Exercise description ::
The reply to the records below should contain exactly the lines from the line with "Target: water droplet" through the line with "Exercise. Find the large", and nothing besides.

Records to process ::

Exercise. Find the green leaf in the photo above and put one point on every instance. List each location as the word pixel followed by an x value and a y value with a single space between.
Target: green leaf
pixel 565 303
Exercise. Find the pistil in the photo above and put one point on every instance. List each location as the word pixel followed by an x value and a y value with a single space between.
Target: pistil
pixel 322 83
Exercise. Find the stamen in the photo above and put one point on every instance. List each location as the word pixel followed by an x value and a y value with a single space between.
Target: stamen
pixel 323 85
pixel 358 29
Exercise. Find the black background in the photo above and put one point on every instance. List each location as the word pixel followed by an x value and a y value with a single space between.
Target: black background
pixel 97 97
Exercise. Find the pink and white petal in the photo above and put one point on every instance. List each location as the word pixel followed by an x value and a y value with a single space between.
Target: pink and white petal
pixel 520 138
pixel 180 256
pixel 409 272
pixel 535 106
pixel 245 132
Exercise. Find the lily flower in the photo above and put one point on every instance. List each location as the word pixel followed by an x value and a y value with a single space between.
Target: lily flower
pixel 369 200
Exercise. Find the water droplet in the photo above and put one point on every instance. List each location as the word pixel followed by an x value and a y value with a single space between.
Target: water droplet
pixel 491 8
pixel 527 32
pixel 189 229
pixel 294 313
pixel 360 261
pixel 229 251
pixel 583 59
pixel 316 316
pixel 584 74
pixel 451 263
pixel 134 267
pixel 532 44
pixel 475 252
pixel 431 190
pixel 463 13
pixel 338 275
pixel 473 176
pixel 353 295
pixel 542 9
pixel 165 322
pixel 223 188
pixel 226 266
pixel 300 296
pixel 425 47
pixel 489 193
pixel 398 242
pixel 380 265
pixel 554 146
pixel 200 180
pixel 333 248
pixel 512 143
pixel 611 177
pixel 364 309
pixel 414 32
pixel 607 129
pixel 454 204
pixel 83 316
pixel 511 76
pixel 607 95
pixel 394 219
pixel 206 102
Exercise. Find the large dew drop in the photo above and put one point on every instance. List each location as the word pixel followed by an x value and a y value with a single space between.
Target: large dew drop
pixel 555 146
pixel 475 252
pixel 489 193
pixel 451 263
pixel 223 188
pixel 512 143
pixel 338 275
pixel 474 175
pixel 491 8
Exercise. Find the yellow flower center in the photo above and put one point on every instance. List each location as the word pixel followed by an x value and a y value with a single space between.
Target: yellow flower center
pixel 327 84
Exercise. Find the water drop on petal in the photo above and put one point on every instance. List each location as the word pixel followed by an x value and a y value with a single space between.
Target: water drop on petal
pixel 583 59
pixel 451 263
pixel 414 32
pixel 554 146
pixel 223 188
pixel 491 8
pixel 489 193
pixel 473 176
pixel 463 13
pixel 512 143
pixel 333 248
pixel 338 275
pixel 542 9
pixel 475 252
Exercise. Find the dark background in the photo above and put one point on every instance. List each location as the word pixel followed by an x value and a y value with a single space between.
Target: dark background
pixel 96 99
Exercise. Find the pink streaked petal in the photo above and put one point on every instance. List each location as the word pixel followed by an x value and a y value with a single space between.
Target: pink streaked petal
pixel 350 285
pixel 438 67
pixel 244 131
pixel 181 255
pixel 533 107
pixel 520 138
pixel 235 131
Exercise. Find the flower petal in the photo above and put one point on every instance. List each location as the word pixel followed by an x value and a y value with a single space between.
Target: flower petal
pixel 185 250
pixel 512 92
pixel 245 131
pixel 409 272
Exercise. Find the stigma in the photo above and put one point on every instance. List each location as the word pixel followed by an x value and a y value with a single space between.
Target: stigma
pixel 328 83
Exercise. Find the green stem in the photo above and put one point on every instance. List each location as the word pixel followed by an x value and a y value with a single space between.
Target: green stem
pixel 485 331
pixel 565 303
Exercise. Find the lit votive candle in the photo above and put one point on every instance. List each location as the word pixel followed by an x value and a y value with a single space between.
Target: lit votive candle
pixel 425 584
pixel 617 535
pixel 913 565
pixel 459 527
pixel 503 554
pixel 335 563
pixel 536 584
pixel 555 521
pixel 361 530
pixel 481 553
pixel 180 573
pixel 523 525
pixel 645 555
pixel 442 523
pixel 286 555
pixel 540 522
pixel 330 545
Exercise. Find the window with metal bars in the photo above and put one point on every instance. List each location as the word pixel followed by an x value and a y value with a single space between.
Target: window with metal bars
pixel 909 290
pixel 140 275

Exercise response ::
Target: water droplet
pixel 491 8
pixel 527 32
pixel 189 229
pixel 294 313
pixel 360 261
pixel 229 251
pixel 583 59
pixel 316 316
pixel 584 74
pixel 451 263
pixel 134 267
pixel 532 44
pixel 475 252
pixel 431 190
pixel 463 13
pixel 338 275
pixel 473 176
pixel 353 295
pixel 542 9
pixel 165 322
pixel 223 188
pixel 226 266
pixel 300 296
pixel 425 47
pixel 489 193
pixel 398 242
pixel 380 265
pixel 554 146
pixel 200 180
pixel 333 248
pixel 512 143
pixel 611 177
pixel 364 309
pixel 414 32
pixel 607 129
pixel 454 204
pixel 83 316
pixel 511 76
pixel 607 95
pixel 394 219
pixel 206 102
Exercise. Find the large dew drop in the photo above and put one point on every instance. List each location as the word pixel followed by an x value and a y value with a single space between.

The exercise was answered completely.